- _Selected extract_:
My son runs into the room with an irrepressible emotion: Mom, it’s snowing! Come! Come! Snow in New York? In May? In the middle of this pandemic?
They are just a few quick flakes, but in effect, it’s snowing. One of those arctic fronts that we have every year. First time I see one in May. Another of the oddities of 2020. Maybe that’s a good thing, my neighbor Linda texts me. She is upset that some people have been going out for a walk or jogging in New York since the weather started improving. Not keeping a distance! she says. Maybe the cold forces them to calmly stay home.
I’m sure the Greeks would have found a much more far-reaching meaning for this snow in the spring. Anyway, what matters is that it’s cooling us, getting us out of the daze we’re experiencing.
I arrived in a NY with no twin towers, in 2007. Since then, this city has been getting under my skin without authorization. I have come to hate it. To love it. To miss it, especially when I’m away.

- _List of tasks_:
A: Retype the stretch of the essay about snow in New York from "They are just" through "calmly stay home.".
B: Answer these questions from the essay about snow in New York.
(i) In what month does the snow fall?
(ii) What is the name of the neighbor who texts the writer?
(iii) In what year did the writer arrive in New York?

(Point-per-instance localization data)
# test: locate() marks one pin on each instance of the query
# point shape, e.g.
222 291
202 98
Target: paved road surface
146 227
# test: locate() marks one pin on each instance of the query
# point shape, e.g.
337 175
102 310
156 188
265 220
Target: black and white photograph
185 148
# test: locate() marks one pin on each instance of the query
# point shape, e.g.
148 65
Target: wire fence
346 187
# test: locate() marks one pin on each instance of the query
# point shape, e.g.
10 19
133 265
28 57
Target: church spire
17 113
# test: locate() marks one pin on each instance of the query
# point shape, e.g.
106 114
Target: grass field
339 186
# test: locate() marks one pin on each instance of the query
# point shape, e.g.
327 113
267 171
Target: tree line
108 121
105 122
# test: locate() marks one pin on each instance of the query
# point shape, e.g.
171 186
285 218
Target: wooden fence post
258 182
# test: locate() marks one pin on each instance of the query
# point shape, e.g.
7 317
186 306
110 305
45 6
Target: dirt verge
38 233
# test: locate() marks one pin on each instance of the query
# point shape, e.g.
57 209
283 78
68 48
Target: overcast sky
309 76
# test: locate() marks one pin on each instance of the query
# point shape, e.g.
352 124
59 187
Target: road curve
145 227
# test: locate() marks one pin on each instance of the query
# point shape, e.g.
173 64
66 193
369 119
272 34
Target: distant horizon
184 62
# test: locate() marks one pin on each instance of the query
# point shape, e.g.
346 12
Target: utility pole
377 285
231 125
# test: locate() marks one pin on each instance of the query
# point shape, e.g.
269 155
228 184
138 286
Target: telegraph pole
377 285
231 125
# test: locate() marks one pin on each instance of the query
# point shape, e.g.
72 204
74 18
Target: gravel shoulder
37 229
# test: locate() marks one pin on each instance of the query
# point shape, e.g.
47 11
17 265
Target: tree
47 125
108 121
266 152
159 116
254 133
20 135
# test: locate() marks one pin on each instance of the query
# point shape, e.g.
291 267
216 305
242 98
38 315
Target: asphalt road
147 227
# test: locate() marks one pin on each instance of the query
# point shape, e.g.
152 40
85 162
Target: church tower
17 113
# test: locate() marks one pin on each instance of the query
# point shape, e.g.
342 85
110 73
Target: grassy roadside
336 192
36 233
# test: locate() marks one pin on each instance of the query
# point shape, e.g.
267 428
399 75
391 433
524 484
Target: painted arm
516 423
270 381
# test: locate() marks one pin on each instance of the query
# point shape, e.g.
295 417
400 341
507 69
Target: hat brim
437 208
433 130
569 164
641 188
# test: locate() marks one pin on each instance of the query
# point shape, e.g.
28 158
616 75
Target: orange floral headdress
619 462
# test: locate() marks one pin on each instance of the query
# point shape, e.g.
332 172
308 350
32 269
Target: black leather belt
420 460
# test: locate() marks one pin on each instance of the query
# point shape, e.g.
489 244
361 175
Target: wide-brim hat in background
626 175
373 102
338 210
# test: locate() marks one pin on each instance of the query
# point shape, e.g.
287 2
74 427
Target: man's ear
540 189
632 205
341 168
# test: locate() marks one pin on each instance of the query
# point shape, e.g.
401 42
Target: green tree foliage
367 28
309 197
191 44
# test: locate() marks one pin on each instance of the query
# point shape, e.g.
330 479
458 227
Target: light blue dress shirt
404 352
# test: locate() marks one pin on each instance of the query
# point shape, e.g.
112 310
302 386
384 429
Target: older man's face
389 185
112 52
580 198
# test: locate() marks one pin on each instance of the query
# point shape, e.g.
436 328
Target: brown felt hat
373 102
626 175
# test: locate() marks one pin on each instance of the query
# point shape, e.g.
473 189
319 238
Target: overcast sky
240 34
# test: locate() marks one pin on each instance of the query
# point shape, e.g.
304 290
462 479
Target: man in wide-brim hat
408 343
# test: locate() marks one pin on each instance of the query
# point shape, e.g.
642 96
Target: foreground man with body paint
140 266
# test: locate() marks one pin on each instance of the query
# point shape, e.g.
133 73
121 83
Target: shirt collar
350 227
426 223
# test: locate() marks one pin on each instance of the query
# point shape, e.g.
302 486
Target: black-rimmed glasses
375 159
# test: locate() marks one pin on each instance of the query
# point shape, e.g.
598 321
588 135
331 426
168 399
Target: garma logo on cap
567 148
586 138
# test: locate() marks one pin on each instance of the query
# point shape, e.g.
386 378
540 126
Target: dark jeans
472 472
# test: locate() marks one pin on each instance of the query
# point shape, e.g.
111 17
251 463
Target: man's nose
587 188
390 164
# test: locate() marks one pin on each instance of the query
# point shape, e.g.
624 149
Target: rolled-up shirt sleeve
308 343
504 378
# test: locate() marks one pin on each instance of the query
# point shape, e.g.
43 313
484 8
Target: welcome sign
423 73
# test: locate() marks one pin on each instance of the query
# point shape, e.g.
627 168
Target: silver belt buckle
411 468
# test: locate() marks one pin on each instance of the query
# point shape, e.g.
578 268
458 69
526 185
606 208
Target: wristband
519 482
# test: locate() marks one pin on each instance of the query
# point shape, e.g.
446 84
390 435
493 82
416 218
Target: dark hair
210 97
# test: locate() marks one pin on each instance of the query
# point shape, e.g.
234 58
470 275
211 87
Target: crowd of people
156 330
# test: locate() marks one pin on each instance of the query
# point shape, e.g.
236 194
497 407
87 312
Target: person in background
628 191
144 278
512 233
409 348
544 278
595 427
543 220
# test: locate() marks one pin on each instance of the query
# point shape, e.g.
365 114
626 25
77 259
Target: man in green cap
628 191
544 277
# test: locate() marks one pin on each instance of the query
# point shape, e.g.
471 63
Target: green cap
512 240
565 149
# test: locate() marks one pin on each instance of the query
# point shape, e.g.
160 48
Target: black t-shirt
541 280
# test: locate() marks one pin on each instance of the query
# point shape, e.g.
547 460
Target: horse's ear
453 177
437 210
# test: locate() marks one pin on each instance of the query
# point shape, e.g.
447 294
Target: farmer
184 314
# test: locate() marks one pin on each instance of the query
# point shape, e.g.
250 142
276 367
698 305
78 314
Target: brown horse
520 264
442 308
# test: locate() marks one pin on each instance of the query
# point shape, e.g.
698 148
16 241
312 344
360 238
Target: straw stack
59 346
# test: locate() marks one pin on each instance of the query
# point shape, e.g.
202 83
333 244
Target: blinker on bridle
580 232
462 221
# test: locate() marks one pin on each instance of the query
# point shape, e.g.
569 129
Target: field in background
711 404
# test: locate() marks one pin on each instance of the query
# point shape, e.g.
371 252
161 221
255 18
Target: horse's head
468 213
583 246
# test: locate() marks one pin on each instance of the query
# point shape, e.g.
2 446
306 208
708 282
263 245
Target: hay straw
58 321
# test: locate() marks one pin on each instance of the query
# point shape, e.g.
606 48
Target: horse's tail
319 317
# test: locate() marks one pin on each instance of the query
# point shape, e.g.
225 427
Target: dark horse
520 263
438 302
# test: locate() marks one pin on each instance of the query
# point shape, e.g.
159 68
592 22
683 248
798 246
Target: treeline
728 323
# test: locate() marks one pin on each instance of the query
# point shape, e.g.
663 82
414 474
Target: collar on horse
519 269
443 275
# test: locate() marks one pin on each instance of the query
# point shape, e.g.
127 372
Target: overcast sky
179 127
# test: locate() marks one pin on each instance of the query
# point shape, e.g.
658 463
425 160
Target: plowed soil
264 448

- _Problem solutions_:
A:
They are just a few quick flakes, but in effect, it’s snowing. One of those arctic fronts that we have every year. First time I see one in May. Another of the oddities of 2020. Maybe that’s a good thing, my neighbor Linda texts me. She is upset that some people have been going out for a walk or jogging in New York since the weather started improving. Not keeping a distance! she says. Maybe the cold forces them to calmly stay home.

B:
(i) May
(ii) Linda
(iii) 2007